_Data to use_
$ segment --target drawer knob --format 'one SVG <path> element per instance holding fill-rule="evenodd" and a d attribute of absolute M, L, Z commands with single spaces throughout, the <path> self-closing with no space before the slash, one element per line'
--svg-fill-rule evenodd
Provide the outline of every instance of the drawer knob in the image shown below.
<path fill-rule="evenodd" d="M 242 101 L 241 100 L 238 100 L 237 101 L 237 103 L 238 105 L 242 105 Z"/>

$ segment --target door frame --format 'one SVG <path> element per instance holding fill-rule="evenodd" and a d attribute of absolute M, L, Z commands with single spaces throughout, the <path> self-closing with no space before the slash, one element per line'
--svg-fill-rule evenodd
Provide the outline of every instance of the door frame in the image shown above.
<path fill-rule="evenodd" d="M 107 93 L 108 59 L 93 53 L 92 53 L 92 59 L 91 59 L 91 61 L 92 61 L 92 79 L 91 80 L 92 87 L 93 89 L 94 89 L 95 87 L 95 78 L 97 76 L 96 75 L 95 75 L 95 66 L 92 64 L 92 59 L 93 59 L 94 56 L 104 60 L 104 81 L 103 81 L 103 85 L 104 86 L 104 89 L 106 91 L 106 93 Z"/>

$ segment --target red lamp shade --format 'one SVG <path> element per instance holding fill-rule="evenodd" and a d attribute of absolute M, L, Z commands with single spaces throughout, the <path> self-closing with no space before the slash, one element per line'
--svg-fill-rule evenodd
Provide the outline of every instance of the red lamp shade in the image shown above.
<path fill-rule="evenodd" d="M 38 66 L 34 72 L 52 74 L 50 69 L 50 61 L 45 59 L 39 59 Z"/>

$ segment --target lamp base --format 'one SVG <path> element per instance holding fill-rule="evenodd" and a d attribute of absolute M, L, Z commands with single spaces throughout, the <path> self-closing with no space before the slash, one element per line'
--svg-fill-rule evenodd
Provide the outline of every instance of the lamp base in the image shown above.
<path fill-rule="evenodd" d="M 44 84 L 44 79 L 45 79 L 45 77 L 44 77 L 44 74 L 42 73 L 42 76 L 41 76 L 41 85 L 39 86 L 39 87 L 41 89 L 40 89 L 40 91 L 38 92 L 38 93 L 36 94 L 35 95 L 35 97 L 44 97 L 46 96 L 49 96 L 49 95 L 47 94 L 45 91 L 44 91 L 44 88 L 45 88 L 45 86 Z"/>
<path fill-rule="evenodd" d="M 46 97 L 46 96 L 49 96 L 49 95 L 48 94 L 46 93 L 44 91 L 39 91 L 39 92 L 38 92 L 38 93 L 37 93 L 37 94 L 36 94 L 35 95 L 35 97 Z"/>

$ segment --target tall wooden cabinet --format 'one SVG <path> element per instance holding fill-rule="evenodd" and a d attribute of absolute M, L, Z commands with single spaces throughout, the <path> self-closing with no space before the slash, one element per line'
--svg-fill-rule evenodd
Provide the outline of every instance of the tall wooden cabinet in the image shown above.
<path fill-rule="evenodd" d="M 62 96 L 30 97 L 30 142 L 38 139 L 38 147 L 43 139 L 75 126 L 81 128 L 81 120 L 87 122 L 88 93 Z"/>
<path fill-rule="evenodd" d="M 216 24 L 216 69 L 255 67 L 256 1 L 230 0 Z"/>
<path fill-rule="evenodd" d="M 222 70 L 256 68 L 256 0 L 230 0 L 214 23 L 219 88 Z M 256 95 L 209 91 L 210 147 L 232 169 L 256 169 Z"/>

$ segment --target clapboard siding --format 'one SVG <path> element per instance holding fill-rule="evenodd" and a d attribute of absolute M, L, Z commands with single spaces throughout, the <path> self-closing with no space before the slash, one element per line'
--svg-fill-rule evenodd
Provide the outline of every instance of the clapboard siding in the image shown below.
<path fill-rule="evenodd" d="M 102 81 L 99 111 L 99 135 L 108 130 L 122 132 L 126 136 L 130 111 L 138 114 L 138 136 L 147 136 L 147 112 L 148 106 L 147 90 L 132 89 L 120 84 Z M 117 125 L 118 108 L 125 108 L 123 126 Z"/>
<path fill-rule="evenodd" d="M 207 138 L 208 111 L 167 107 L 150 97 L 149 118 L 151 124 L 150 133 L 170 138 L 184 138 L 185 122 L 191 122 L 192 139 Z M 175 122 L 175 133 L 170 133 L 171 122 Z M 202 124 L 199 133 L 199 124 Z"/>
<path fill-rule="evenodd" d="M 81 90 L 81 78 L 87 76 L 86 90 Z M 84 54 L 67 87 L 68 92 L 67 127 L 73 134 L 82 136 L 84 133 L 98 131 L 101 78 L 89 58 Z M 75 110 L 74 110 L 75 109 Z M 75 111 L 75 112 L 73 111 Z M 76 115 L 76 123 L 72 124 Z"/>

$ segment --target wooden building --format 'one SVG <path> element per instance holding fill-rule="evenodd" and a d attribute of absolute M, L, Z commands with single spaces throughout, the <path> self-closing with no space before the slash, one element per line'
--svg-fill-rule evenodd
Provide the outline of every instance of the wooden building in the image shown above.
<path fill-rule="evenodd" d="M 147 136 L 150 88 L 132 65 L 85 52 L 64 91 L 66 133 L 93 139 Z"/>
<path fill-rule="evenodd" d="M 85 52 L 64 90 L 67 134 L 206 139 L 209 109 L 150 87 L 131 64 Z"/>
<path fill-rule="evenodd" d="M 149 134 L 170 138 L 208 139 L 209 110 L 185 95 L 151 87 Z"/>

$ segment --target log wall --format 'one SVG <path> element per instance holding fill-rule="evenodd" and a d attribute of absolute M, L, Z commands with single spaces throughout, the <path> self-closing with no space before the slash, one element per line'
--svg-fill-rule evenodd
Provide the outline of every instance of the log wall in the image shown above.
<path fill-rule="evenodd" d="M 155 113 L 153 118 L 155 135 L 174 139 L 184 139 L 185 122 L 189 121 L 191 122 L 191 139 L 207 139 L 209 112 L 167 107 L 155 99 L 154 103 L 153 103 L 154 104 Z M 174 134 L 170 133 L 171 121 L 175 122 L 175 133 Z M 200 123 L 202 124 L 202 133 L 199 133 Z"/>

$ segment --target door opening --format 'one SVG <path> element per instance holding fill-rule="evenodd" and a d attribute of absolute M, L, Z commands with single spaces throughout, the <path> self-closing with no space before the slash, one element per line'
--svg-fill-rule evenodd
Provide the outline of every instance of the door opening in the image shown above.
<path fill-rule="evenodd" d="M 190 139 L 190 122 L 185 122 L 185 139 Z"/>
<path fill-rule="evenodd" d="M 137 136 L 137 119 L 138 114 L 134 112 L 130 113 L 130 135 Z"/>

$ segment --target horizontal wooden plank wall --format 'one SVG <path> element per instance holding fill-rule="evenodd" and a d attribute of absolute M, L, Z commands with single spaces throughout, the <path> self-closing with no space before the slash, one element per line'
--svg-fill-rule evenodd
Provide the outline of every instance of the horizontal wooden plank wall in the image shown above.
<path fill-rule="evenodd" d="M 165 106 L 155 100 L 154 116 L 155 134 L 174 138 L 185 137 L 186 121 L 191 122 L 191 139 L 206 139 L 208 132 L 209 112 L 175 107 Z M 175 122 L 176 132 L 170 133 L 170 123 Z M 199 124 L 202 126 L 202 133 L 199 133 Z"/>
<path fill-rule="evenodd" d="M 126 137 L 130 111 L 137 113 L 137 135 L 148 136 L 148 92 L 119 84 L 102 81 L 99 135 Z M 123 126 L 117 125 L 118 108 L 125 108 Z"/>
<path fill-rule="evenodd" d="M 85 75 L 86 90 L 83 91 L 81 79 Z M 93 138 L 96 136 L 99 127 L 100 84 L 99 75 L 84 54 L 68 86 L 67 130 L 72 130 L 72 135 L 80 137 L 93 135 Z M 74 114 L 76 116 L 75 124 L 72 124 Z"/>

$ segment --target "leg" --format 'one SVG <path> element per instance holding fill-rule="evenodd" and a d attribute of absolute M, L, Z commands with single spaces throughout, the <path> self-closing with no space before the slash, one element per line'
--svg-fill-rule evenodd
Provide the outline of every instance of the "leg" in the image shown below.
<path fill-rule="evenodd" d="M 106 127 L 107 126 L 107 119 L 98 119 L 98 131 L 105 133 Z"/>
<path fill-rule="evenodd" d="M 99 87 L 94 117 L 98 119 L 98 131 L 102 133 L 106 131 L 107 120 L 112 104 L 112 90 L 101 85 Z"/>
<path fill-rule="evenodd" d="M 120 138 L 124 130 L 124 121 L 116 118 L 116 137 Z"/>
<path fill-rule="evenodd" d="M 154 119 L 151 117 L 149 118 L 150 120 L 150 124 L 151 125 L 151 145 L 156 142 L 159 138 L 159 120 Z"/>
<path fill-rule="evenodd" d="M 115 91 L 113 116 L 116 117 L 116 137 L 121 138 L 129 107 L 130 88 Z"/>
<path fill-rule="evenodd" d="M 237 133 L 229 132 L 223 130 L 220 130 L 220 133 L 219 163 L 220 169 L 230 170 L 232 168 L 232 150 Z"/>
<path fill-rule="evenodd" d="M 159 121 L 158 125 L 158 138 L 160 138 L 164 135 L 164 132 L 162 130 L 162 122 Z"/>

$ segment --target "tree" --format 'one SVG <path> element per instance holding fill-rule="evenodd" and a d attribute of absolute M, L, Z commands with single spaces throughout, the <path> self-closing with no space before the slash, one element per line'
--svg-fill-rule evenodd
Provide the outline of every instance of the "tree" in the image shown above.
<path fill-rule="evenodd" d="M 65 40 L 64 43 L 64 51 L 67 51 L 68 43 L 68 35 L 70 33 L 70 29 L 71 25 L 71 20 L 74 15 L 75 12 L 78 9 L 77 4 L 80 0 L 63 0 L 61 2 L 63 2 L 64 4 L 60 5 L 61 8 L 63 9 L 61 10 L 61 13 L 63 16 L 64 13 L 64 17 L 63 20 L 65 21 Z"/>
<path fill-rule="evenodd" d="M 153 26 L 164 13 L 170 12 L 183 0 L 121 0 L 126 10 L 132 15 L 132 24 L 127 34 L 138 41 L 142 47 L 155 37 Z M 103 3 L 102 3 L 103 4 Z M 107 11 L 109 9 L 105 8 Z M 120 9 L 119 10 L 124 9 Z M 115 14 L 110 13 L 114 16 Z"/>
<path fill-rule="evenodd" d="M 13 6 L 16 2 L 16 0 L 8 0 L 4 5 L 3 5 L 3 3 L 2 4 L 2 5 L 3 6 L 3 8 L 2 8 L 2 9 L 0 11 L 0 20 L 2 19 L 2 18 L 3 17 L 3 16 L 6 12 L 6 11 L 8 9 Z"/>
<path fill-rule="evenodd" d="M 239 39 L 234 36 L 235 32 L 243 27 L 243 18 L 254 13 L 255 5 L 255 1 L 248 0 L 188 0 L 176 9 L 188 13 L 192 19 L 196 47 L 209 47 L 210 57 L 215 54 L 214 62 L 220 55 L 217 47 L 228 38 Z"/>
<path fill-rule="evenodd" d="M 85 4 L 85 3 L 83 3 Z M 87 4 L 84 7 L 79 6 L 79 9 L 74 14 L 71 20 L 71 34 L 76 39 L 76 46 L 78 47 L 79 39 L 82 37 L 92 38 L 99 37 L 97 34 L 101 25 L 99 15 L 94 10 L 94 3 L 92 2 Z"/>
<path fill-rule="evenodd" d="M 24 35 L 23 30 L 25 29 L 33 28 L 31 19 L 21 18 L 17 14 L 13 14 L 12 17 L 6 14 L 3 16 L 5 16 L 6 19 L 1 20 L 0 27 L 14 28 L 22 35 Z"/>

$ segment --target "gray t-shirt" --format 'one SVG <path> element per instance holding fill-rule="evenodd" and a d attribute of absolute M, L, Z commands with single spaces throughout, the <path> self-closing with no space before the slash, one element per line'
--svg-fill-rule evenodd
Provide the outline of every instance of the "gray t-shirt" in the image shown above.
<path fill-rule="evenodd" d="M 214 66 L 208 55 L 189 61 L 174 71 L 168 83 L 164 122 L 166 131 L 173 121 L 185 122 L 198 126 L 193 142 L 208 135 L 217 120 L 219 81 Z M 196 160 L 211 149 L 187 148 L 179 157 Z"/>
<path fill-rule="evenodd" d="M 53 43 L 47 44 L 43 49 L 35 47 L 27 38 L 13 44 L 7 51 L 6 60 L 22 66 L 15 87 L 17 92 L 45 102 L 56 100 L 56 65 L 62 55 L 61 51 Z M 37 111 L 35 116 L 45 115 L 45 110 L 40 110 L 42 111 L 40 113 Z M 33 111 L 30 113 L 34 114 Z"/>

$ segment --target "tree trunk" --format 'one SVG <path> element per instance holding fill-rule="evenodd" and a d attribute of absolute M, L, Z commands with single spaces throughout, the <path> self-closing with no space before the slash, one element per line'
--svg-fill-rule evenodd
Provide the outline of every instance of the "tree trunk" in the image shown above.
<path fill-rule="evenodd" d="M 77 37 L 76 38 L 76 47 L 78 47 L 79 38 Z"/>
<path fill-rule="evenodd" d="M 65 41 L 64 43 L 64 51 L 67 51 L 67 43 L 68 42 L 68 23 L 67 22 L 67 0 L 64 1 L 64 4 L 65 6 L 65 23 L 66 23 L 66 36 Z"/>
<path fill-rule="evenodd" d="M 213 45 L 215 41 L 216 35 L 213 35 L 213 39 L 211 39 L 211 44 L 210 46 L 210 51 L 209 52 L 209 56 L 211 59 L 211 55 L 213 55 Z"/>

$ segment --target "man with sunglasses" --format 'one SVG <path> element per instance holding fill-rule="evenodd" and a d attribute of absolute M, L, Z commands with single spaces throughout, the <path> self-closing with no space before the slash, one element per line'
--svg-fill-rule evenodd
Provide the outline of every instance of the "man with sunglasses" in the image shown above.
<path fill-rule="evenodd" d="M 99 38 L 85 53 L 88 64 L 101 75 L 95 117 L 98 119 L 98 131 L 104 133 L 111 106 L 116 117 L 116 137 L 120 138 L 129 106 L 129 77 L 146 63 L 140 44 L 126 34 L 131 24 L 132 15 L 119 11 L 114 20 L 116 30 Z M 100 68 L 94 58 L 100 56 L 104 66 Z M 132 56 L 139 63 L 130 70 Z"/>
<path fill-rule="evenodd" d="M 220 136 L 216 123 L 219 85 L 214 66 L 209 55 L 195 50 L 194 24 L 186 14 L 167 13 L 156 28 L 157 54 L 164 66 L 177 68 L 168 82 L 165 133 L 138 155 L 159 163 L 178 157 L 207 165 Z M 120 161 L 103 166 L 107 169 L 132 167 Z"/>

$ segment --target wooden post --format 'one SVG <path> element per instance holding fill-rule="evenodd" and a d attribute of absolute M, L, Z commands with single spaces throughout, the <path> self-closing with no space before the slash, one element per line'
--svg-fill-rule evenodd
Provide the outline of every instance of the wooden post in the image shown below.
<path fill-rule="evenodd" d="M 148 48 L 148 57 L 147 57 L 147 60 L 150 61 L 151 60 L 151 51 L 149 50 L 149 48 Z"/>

_Instructions for the task_
Can you set out the lines of the records above as a numbered list, starting with the line containing "--target door frame" and going on through the line containing "38 66 L 34 72", both included and blank lines left out?

_Exercise output_
1. $ segment --target door frame --format 'one SVG <path> element per instance holding fill-rule="evenodd" and a d attribute of absolute M, L, Z commands with single spaces throughout, the <path> self-closing with no space before the slash, one element per line'
2. --svg-fill-rule evenodd
3. Provide the outline of every instance of the door frame in the image shown above.
4. <path fill-rule="evenodd" d="M 107 93 L 108 59 L 93 53 L 92 53 L 92 59 L 91 59 L 91 61 L 92 61 L 92 79 L 91 80 L 92 87 L 93 89 L 94 89 L 95 87 L 95 78 L 97 76 L 96 75 L 95 75 L 95 66 L 92 64 L 92 59 L 93 59 L 94 56 L 104 60 L 104 81 L 103 81 L 103 85 L 104 86 L 104 89 L 106 91 L 106 93 Z"/>
5. $ segment --target red lamp shade --format 'one SVG <path> element per instance holding fill-rule="evenodd" and a d attribute of absolute M, L, Z commands with single spaces throughout, the <path> self-closing with no space before the slash, one element per line'
6. --svg-fill-rule evenodd
7. Provide the outline of every instance of the red lamp shade in the image shown above.
8. <path fill-rule="evenodd" d="M 38 66 L 34 72 L 52 74 L 50 69 L 50 61 L 45 59 L 39 59 Z"/>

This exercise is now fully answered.